▶ **Exercise**
Render the items from the start through the line containing "488), (267, 344)]" as a two-column CSV with the headers item_text and answer. Give one row per item, with its text and its answer each in its own quoted field and line breaks replaced by spaces.

— start of Dataset rows —

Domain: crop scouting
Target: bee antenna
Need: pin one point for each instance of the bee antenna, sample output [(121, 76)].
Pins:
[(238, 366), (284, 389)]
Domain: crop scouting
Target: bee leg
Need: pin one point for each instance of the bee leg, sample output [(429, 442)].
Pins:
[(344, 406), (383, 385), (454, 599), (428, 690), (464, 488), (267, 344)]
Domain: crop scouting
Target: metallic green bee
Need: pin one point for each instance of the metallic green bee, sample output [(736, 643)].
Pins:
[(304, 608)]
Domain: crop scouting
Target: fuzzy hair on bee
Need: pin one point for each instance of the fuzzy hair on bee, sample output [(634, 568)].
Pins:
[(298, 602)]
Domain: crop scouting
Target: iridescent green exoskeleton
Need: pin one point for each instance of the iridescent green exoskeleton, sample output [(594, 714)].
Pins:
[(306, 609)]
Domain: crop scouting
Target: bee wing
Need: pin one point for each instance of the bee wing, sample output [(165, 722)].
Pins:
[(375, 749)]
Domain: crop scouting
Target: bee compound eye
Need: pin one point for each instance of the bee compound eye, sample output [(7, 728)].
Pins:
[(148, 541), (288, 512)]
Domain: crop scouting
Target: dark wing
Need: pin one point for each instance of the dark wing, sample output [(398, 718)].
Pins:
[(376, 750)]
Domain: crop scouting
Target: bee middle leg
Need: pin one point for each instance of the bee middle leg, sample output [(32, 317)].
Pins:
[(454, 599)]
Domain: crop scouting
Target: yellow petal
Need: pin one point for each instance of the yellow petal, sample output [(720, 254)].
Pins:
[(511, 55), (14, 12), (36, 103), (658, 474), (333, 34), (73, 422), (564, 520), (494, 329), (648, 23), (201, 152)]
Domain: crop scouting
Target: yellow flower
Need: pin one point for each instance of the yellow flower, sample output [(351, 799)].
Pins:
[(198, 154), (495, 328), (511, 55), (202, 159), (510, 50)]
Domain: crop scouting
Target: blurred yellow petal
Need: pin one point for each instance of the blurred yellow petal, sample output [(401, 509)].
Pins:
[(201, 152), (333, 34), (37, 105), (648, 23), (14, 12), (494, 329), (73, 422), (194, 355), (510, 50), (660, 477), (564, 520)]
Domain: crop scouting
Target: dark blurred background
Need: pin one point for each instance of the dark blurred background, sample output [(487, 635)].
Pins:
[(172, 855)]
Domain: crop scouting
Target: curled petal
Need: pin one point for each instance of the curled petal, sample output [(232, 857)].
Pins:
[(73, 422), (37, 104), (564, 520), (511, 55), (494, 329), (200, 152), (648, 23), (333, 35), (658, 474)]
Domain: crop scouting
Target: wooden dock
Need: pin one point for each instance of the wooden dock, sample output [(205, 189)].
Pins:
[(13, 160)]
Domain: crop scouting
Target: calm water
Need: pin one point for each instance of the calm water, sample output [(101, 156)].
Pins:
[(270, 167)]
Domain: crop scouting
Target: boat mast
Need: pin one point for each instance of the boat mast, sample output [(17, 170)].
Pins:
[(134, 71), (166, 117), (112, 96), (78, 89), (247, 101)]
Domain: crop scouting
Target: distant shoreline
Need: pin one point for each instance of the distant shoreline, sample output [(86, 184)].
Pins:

— end of Dataset rows —

▶ **Output**
item_text,answer
"Domain: crop scouting Target: bee antenna Need: pin one point for each instance of the bee antenna, sample output [(121, 76)]. Pins:","[(238, 366), (284, 389)]"
"Domain: crop scouting Target: bee leg Need: pin one point for each instance of the bee leg, sample output [(429, 442)]. Pins:","[(344, 406), (383, 385), (454, 599), (428, 690), (464, 488), (267, 344)]"